---------- Data to use ----------

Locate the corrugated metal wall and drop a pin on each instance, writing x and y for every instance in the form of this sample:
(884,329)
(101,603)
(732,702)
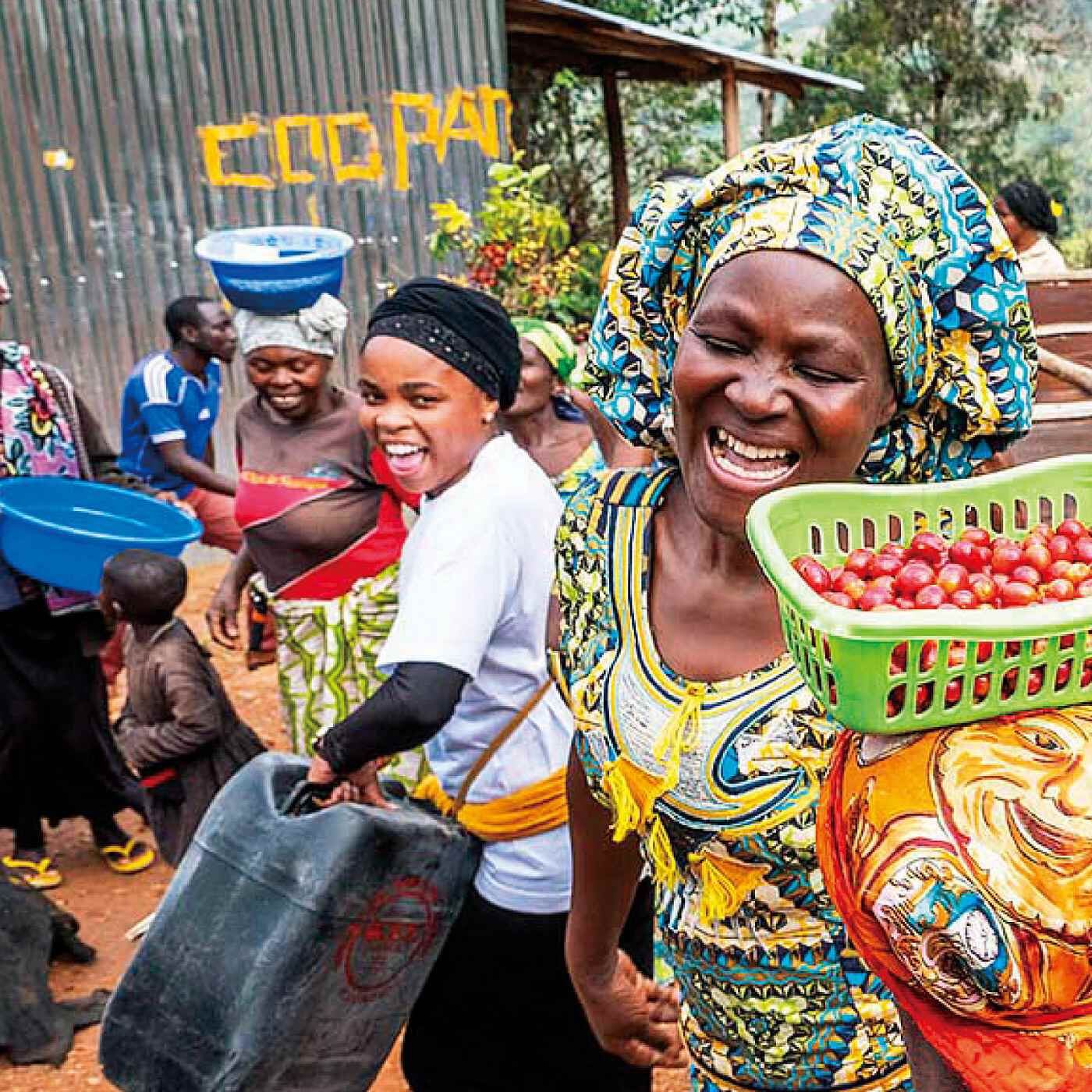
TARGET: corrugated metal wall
(111,171)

----------

Please output all of the data exactly as given, omitting any images it holds.

Response for this exercise
Locate the corrugated metal wall and drop a pin on each instance, writing x and y for every instance in the form of this sample:
(884,329)
(101,603)
(732,702)
TARGET: corrugated metal wall
(111,171)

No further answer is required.